What you should do: What are the lines from the top of the entries below through the line containing "Definition for annotators: for every instance of the pale"? Return them exactly, both ends included, without the pictures.

The records:
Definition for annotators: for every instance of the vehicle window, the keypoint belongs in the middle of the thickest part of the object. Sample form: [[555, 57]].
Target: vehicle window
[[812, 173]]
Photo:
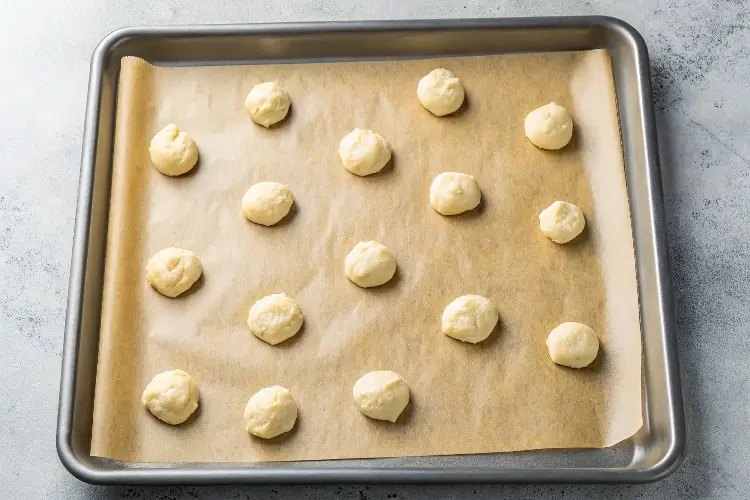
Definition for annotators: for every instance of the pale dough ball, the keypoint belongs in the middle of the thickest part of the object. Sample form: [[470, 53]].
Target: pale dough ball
[[452, 193], [275, 318], [173, 152], [171, 396], [369, 264], [267, 103], [561, 221], [381, 395], [267, 203], [270, 412], [364, 152], [549, 127], [173, 271], [470, 318], [573, 344], [440, 92]]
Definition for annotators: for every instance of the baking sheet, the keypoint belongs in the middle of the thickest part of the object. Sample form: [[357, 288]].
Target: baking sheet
[[501, 395]]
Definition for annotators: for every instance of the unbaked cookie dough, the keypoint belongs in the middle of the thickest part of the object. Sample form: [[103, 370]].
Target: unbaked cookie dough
[[267, 104], [171, 396], [573, 344], [561, 221], [173, 152], [173, 271], [452, 193], [369, 264], [267, 203], [381, 395], [440, 92], [549, 127], [270, 412], [470, 318], [364, 152], [275, 318]]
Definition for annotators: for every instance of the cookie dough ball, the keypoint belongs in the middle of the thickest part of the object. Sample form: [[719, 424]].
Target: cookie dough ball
[[267, 203], [470, 318], [561, 221], [549, 127], [171, 396], [270, 412], [364, 152], [369, 264], [573, 344], [173, 152], [275, 318], [267, 104], [452, 193], [381, 395], [440, 92], [173, 271]]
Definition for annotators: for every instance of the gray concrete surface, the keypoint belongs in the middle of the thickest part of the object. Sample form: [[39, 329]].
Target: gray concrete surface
[[701, 60]]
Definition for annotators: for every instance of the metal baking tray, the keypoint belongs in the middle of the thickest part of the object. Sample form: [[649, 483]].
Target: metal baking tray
[[653, 453]]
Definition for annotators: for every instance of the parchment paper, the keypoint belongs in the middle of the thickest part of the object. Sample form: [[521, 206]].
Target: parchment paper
[[504, 394]]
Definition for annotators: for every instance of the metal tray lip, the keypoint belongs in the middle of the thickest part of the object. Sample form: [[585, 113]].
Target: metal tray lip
[[666, 465]]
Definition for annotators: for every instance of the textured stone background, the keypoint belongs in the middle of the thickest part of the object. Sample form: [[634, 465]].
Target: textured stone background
[[701, 62]]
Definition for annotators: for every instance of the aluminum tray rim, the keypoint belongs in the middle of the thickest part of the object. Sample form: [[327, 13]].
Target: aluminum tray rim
[[231, 474]]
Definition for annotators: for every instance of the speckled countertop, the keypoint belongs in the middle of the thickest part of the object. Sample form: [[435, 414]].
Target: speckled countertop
[[700, 54]]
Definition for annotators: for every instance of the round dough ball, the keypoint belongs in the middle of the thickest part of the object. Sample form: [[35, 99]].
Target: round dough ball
[[267, 203], [171, 396], [381, 395], [364, 152], [267, 104], [561, 221], [173, 271], [452, 193], [173, 152], [549, 127], [573, 344], [470, 318], [369, 264], [270, 412], [440, 92], [275, 318]]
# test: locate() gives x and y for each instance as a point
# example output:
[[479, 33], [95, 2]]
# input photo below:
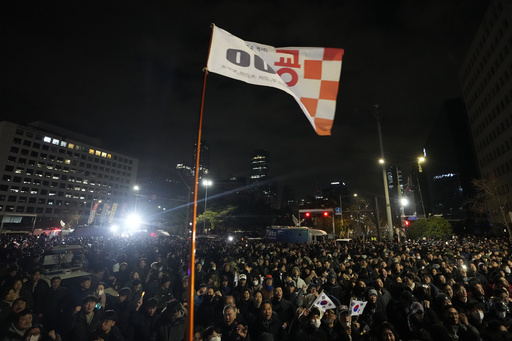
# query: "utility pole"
[[378, 117]]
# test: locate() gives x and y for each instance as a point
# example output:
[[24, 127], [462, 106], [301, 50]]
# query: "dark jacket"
[[166, 330], [272, 326], [80, 329]]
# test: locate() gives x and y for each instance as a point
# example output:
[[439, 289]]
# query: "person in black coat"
[[267, 322], [142, 321], [107, 329], [86, 319], [171, 324], [307, 326]]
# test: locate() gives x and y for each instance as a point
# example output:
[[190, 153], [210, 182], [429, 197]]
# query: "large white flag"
[[310, 74], [357, 307], [323, 302]]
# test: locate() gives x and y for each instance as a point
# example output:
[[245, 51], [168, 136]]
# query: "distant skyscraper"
[[259, 167], [288, 198], [487, 90], [54, 174], [260, 180], [451, 164], [204, 160]]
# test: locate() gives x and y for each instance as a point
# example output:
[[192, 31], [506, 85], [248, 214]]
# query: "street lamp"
[[136, 189], [421, 160], [206, 183]]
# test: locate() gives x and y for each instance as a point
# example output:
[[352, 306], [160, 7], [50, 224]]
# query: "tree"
[[433, 227], [491, 202]]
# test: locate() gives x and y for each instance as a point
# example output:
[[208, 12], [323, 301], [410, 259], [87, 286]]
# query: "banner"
[[357, 307], [309, 74], [323, 302]]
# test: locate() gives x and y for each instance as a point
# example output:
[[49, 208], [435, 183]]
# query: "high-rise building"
[[451, 164], [487, 90], [204, 160], [52, 173], [260, 180], [259, 167]]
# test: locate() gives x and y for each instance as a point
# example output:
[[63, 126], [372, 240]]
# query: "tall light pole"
[[206, 183], [384, 176], [136, 189], [421, 159]]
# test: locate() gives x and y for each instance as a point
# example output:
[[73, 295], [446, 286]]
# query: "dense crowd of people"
[[137, 289]]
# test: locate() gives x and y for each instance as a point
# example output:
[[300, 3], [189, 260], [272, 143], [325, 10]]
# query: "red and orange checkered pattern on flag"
[[310, 74]]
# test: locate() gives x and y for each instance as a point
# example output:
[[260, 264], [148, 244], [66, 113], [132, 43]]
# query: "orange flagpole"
[[192, 268]]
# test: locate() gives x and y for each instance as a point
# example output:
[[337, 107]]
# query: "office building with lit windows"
[[259, 167], [51, 173], [487, 89]]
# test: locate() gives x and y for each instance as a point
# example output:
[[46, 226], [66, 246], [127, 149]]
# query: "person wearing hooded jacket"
[[171, 324]]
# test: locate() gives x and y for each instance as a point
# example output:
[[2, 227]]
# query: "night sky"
[[131, 74]]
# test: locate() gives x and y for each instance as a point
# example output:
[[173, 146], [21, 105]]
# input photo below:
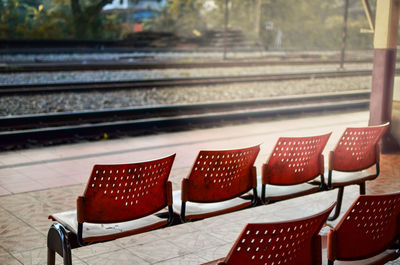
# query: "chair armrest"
[[169, 193]]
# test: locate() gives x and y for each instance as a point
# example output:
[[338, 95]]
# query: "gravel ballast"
[[70, 102]]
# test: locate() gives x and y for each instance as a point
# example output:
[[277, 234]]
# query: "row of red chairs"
[[368, 233], [122, 200]]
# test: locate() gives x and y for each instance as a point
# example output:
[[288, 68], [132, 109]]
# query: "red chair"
[[367, 232], [293, 163], [119, 200], [289, 242], [357, 150], [216, 182]]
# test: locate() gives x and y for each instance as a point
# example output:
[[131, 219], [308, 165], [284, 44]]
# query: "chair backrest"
[[221, 175], [295, 160], [290, 242], [118, 193], [357, 149], [366, 229]]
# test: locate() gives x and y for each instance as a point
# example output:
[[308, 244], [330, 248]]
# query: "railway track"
[[126, 64], [159, 83], [47, 129]]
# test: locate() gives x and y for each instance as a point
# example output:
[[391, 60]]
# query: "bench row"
[[122, 200]]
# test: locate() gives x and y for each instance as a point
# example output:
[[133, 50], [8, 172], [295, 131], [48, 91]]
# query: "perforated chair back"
[[368, 228], [118, 193], [290, 242], [357, 149], [295, 160], [221, 175]]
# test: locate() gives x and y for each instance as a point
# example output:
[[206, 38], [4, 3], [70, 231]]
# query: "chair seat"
[[91, 231], [382, 258], [275, 192], [199, 210], [344, 178]]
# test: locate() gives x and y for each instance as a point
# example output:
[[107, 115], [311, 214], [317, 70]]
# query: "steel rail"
[[99, 65], [159, 83], [183, 121], [20, 122]]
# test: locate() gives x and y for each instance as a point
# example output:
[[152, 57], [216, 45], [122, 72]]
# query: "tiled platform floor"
[[37, 182]]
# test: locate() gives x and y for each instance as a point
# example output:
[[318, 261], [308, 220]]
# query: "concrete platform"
[[35, 183]]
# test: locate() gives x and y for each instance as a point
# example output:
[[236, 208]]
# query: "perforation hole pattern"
[[356, 148], [128, 187], [276, 243], [372, 223], [218, 174], [295, 160]]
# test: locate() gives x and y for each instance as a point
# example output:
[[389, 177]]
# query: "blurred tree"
[[181, 17], [87, 18]]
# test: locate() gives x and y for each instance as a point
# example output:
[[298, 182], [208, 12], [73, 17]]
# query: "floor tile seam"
[[16, 258], [93, 255], [154, 147], [75, 256], [27, 224], [149, 262]]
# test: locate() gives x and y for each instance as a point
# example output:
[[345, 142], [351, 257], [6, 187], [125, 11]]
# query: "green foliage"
[[180, 17], [58, 19], [304, 24]]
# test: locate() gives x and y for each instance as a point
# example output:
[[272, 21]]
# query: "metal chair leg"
[[51, 257], [338, 205], [362, 188], [57, 241]]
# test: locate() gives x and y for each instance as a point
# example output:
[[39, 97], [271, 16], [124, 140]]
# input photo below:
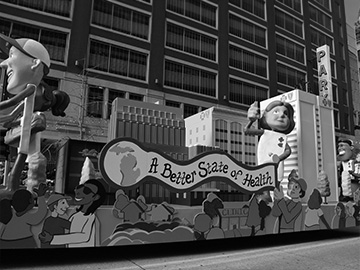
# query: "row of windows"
[[293, 4], [117, 60], [247, 30], [289, 76], [121, 19], [324, 3], [247, 61], [57, 7], [288, 23], [246, 93], [195, 9], [320, 17], [319, 38], [189, 78], [289, 48], [256, 7], [54, 41], [191, 41]]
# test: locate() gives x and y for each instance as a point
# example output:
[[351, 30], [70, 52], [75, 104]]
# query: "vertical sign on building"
[[324, 74]]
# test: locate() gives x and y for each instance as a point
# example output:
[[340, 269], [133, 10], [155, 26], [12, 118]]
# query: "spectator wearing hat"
[[289, 210], [56, 224]]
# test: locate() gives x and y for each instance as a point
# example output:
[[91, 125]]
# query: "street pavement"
[[321, 250]]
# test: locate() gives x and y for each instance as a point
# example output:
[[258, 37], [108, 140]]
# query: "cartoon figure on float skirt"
[[348, 182], [27, 63], [276, 122]]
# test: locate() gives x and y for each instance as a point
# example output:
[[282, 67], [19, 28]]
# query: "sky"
[[352, 10]]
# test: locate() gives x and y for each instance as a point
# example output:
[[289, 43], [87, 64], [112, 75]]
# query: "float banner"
[[125, 163]]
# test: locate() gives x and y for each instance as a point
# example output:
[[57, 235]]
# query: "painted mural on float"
[[290, 190]]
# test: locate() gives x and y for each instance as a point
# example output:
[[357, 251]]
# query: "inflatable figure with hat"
[[27, 63], [348, 183]]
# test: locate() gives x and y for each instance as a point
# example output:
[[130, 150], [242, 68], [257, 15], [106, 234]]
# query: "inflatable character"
[[276, 122], [27, 63], [348, 183]]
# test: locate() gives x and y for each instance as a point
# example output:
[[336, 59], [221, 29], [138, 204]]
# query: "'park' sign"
[[324, 75], [125, 163]]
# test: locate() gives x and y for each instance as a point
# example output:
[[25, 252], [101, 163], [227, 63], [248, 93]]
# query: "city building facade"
[[187, 54]]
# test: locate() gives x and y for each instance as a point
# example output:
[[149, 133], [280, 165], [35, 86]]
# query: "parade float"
[[293, 187]]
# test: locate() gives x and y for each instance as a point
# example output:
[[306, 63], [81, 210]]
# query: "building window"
[[121, 19], [335, 93], [247, 30], [190, 110], [236, 140], [95, 102], [52, 82], [346, 121], [113, 94], [171, 103], [290, 49], [345, 100], [256, 7], [246, 93], [320, 17], [336, 119], [343, 73], [190, 78], [137, 97], [221, 132], [288, 23], [319, 38], [247, 61], [53, 41], [195, 9], [293, 4], [324, 3], [57, 7], [289, 76], [117, 60], [191, 41]]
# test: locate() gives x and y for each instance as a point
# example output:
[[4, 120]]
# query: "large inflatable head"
[[28, 61]]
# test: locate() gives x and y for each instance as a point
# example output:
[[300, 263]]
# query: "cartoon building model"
[[324, 185]]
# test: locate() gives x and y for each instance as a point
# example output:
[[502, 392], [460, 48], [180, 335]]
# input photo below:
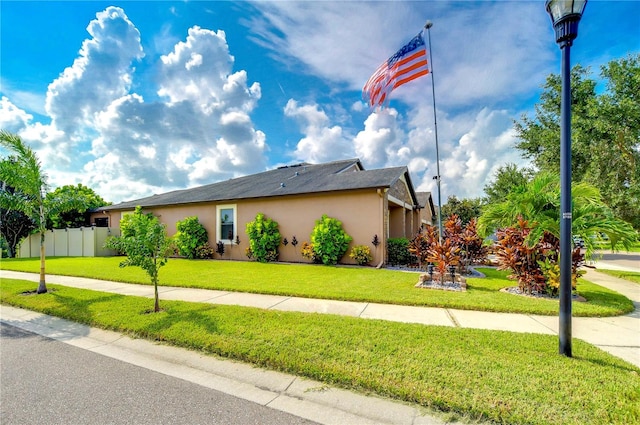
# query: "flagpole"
[[428, 26]]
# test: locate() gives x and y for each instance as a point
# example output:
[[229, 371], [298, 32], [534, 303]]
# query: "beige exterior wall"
[[363, 214]]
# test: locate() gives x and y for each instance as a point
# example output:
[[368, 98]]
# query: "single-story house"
[[371, 204]]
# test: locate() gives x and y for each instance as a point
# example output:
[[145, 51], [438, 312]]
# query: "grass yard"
[[493, 376], [632, 276], [341, 283]]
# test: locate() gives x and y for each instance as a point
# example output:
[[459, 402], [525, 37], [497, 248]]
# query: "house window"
[[226, 217]]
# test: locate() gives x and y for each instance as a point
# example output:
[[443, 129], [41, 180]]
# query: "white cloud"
[[380, 139], [101, 73], [321, 143], [199, 130], [12, 118], [480, 50]]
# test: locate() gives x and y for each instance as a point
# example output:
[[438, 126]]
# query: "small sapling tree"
[[145, 242]]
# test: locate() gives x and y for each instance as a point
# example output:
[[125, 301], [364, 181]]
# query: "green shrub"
[[204, 251], [330, 242], [361, 254], [264, 238], [307, 252], [191, 235], [398, 251]]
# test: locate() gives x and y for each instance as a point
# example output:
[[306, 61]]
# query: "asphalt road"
[[43, 382]]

Output of the task:
Definition for annotators: for every instance of the vehicle window, the keypoint belongs in the middle of the thickest part of the object. Sample form: [[555, 57]].
Target: vehicle window
[[812, 173]]
Photo:
Definition for annotators: for every instance of the pale dough ball, the keypoint belongs in the middle of the thickest part of the object. Sample form: [[470, 53]].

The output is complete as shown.